_PROBLEM REQUIREMENTS_:
Reproduce the records below; each should match the original exactly.

_Natural language region descriptions_:

%%

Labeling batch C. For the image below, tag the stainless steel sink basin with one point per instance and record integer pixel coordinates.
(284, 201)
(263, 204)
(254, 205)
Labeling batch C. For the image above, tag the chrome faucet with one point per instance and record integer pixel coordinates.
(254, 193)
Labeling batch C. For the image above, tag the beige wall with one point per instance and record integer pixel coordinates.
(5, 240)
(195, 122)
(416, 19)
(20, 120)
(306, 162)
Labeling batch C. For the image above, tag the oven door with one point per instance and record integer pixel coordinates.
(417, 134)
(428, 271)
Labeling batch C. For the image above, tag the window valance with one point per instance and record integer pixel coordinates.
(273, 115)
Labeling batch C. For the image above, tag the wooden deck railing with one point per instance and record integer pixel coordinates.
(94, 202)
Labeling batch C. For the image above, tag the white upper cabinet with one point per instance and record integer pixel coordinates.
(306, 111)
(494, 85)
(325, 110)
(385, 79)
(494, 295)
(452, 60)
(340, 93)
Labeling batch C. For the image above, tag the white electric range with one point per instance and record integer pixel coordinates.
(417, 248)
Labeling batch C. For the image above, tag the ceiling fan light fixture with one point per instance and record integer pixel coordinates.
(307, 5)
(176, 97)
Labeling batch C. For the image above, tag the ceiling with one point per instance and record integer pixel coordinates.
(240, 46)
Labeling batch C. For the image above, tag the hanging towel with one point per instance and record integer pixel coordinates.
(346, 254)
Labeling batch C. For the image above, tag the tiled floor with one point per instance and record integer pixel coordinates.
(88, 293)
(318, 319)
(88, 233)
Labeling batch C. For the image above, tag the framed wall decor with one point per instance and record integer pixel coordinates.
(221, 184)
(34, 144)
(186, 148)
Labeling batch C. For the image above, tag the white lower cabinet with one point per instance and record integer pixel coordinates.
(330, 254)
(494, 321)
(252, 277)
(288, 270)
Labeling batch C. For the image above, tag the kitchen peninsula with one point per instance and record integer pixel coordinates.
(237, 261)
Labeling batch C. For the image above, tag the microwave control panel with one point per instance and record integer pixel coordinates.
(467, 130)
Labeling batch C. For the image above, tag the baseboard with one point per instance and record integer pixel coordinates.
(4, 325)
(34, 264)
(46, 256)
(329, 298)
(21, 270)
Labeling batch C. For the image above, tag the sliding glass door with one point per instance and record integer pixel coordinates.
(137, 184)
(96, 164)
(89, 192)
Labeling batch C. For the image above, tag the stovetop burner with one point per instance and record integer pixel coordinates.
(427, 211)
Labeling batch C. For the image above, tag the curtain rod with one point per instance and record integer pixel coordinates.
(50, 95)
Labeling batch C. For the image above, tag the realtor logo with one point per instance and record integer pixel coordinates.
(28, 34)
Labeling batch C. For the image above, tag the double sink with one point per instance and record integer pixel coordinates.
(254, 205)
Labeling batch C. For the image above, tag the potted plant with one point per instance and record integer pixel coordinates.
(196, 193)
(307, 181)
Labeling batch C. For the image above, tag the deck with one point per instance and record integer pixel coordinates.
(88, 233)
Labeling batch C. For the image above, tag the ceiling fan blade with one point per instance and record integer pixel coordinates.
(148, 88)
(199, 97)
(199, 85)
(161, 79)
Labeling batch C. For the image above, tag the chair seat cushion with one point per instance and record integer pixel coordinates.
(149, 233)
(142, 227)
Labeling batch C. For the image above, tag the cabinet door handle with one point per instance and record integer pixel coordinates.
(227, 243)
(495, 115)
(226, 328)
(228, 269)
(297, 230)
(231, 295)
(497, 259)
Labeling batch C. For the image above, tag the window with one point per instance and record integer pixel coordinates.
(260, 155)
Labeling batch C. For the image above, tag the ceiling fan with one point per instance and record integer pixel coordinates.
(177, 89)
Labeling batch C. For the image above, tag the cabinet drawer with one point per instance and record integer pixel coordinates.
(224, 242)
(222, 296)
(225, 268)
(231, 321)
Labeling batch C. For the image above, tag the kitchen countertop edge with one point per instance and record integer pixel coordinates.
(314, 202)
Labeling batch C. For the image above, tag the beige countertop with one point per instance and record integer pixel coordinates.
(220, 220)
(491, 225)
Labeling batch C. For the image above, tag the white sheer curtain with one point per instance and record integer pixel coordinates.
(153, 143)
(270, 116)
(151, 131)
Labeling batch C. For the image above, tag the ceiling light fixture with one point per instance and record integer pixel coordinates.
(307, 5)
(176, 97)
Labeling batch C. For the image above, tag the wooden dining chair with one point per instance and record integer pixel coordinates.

%%

_TASK SOLUTION_:
Labeling batch C. For the image below, tag the stainless steel sink basin with one point per instance and record integer pixel coordinates.
(284, 201)
(263, 204)
(254, 205)
Labeling batch C. For the image above, tag the chrome faucet with one point per instance and record integer pixel coordinates.
(254, 193)
Labeling batch C. For the image above, tag the beige wall with one point per instance and record integer pixel coordinates.
(5, 240)
(195, 122)
(416, 19)
(20, 120)
(306, 162)
Labeling batch C. For the image above, tag the oven door with one point per instance and record integer pixel coordinates.
(417, 134)
(428, 271)
Labeling batch C. For the image above, tag the window valance with one point per instance and record integer pixel coordinates.
(273, 115)
Labeling batch C. For the image above, tag the wooden deck railing with one point per instance and record integer pixel coordinates.
(94, 202)
Labeling batch C. For the image above, tag the white upper cabinet with one point per instance and record integer pixel coordinates.
(306, 111)
(494, 85)
(325, 110)
(385, 79)
(494, 295)
(452, 60)
(340, 93)
Labeling batch C. For the image above, tag the white electric range with one point per instance and record integer pixel coordinates.
(417, 248)
Labeling batch C. For the image above, tag the ceiling fan light fixture with one point per instance and record integer pixel coordinates.
(307, 5)
(176, 97)
Labeling batch C. For the image above, tag the ceiling with one point per instance and record integer pixel coordinates.
(240, 46)
Labeling batch C. For the image above, tag the hanging towel with one point per instance and record integer pixel coordinates.
(346, 254)
Labeling batch C. For the image above, tag the tiled floor with one point per instance and record integer pixel coordinates.
(88, 293)
(318, 319)
(88, 233)
Labeling batch C. For the image above, tag the framed wall decor with one point per instance and record integer pixel coordinates.
(221, 184)
(34, 144)
(186, 148)
Labeling batch C. For the image above, tag the white lower cabinet with one point per instance and record integer pixel coordinates.
(330, 254)
(494, 321)
(252, 277)
(288, 270)
Labeling batch C. For the image above, tag the kitchen peninsula with one point per instance and record integer pixel coordinates.
(237, 261)
Labeling batch C. For the image above, tag the microwave control panel with one point per instance and record integer pixel coordinates.
(467, 130)
Labeling batch C. For the image above, tag the baseboard with one point per instance and record integer pixel coordinates.
(4, 325)
(34, 264)
(46, 256)
(329, 298)
(21, 270)
Labeling batch C. For the image above, tag the sliding glass door with one point per instance and record integer pixel coordinates.
(137, 184)
(96, 164)
(89, 192)
Labeling batch C. For the image above, tag the stovetop burner with one point per instance and record integer pixel coordinates.
(427, 211)
Labeling batch C. For the image above, tag the curtain rod with one point per instance and record integer pixel coordinates.
(50, 95)
Labeling batch C. For the image above, tag the realtor logo with one point per instance and record integer pixel coordinates.
(28, 34)
Labeling batch C. For the image above, tag the double sink with one point per instance and record integer pixel coordinates.
(254, 205)
Labeling batch C. For the image above, tag the potted plant with one point per instance and record integer pixel coordinates.
(196, 193)
(307, 181)
Labeling batch C. For the image above, tag the deck with one point per instance and record integer pixel coordinates.
(88, 233)
Labeling batch C. For the image above, tag the ceiling fan blade with one point per instance and record integer pixel coordinates.
(148, 88)
(199, 97)
(199, 85)
(161, 79)
Labeling batch C. For the image above, tag the chair seat cushion with one point per instance and record integer pixel coordinates.
(149, 233)
(142, 227)
Labeling batch C. For the image above, tag the cabinet door handle with one point per instance and record integer pixel coordinates.
(227, 243)
(495, 115)
(226, 328)
(228, 269)
(297, 230)
(231, 295)
(497, 259)
Labeling batch C. For the image above, tag the window with one point per instance and record integer pixel coordinates.
(260, 155)
Labeling batch C. For the image above, tag the ceiling fan with one point per instance and record integer pixel coordinates.
(177, 89)
Labeling batch C. For the image above, tag the cabinet drawer with one point per instance and record integer pixel coordinates.
(224, 242)
(222, 296)
(225, 268)
(231, 321)
Labeling batch C. For the image above, tag the kitchen countertop edge with one point per instance and record integer pixel coordinates.
(314, 202)
Labeling batch C. For the image above, tag the beige countertop with one point per instance and record integer pixel coordinates.
(220, 220)
(491, 225)
Labeling batch C. For the image above, tag the white sheer curtain with one point per instance and record integer pixel coordinates.
(153, 143)
(270, 116)
(151, 131)
Labeling batch C. For the image above, tag the ceiling light fixture with one point per instance and record integer pixel coordinates.
(307, 5)
(176, 97)
Labeling batch C. For the image above, tag the wooden dining chair with one point per instance and record integer pixel coordinates.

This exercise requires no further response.